● Fragment tekstu
============
Ekolodzy obawiają się, że Nord Stream 2 zaszkodzi rezerwatowi kurgalskiemu

6 września 2017, 06:30 Alert

Kilka organizacji ekologicznych, w tym Greenpeace i Światowy Fundusz na rzecz Przyrody (WWF), ostrzegło we wtorek podczas konferencji w Petersburgu, że Nord Stream 2 poważnie zagraża Rezerwatowi Kurgalskiemu w północno-zachodniej Rosji, przez który ma przebiegać.

Nord Stream 2
(Nord Stream AG)

Do rezerwatu należy 60 tys. hektarów terenów na wybrzeżach Zatoki Fińskiej, gdzie gniazduje 250 gatunków ptaków; wiele z 750 gatunków roślin, jakie można znaleźć w rezerwacie, jest niezmiernie rzadkich. „Zbudowanie tam (gazociągu) bez szkód ekologicznych jest niemożliwe” – powiedział podczas konferencji prasowej przedstawiciel Greenpeace Michaił Kriejndlin.

Po publicznych przesłuchaniach zorganizowanych w poniedziałek konsorcjum Nord Stream 2 wydało komunikat, w którym zapewnia, że ustaliło, iż projekt gazociągu „nie miałby znaczącego, negatywnego wpływu na środowisko, włącznie z Rezerwatem Kurgalskim”.

Zdaniem ekologów, którzy zabrali w tej sprawie głos podczas konferencji w Petersburgu, oświadczenie to „zawiera kontrowersyjne bądź wątpliwe dane”.

Rezerwat Kurgalski to „terytorium wyjątkowe z punktu widzenia zróżnicowania biologicznego” – powiedział AFP Władimir Chrabryj z Instytutu Zoologii Rosyjskiej Akademii Nauk.
„Należy zbudować Nord Stream, ale należy dla niego znaleźć inną trasę, która nie przebiega przez strefę chronioną (rezerwatu)” – powiedział agencji AFP inny ekolog Aleksandr Sutiagin.
============
● Dostarczone dane
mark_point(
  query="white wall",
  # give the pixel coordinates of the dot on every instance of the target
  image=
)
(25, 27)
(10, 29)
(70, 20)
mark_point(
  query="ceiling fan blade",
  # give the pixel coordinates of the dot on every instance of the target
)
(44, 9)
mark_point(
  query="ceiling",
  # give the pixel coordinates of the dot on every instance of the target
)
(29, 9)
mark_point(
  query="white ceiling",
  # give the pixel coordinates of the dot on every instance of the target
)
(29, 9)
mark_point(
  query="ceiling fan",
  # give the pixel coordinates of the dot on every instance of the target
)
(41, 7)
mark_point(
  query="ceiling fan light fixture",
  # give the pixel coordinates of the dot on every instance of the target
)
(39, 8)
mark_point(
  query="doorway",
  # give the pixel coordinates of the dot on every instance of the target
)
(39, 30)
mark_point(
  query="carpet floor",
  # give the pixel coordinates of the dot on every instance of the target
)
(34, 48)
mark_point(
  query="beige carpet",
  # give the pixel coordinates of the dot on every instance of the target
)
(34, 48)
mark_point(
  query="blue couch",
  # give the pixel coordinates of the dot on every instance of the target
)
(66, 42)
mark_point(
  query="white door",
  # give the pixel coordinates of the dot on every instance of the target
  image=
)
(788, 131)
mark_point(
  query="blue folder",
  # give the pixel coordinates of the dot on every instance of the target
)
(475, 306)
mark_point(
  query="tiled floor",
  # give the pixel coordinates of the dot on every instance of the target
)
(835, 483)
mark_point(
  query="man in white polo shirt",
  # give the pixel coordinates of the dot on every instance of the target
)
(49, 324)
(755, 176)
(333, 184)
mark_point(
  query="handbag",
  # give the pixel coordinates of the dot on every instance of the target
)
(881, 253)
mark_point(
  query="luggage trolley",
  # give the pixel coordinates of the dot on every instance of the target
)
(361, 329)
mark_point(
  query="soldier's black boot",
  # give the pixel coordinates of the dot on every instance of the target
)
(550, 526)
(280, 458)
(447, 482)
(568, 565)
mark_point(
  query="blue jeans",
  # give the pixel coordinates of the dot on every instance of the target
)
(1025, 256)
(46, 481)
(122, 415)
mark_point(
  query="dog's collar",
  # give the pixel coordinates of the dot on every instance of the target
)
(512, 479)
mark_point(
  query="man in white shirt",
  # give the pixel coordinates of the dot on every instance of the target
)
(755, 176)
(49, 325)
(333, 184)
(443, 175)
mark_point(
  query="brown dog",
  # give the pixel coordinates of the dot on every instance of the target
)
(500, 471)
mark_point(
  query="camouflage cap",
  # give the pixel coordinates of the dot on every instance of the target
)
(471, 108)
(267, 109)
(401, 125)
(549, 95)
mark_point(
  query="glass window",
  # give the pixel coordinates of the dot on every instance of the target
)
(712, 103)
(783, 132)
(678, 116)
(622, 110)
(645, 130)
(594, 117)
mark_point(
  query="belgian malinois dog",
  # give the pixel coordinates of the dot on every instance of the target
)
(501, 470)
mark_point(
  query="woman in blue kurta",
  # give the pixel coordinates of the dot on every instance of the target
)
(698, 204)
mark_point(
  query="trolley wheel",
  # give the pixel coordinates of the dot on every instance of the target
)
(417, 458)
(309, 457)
============
● Zadania do wykonania
1. Odpowiedz na pytania do tekstu o Nord Stream 2 i Rezerwacie Kurgalskim:
(a) Ile gatunków ptaków gniazduje w rezerwacie?
(b) W jakim dniu odbyły się publiczne przesłuchania, po których konsorcjum Nord Stream 2 wydało komunikat?
(c) W jakiej instytucji pracuje Władimir Chrabryj?
2. Dopisz dalszy ciąg tekstu o Nord Stream 2 i Rezerwacie Kurgalskim, zaczynając od miejsca, w którym się urywa.

● Wyniki zadań
1.
(a) 250 gatunków.
(b) W poniedziałek.
(c) W Instytucie Zoologii Rosyjskiej Akademii Nauk.

2.
Nord Stream 2 ma powstać na dnie Bałtyku, równolegle do uruchomionego w 2011 roku gazociągu Nord Stream. Ma to być dwunitkowa magistrala gazowa o mocy przesyłowej 55 mld metrów sześciennych surowca rocznie z Rosji do Niemiec. Partnerami rosyjskiego Gazpromu w tym projekcie jest pięć zachodnich firm energetycznych: austriacka OMV, niemieckie BASF-Wintershall i Uniper (wydzielona z E.On), francuska Engie i brytyjsko-holenderska Royal Dutch Shell. Gazociąg ma być gotowy pod koniec 2019 roku i wtedy też Rosja zamierza zaprzestać przesyłania gazu rurociągami biegnącymi przez terytorium Ukrainy. Budowie Nord Stream 2 sprzeciwiają się Polska, kraje bałtyckie i Ukraina.

Koszt budowy Nord Stream 2 ocenia się na 9,5 mld euro. Jedynym akcjonariuszem Nord Stream 2 AG pozostaje Gazprom, natomiast zachodnie koncerny obiecały, że zapewnią łącznie 4,75 mld euro (każdy – po 950 mln euro) w postaci długoterminowych kredytów.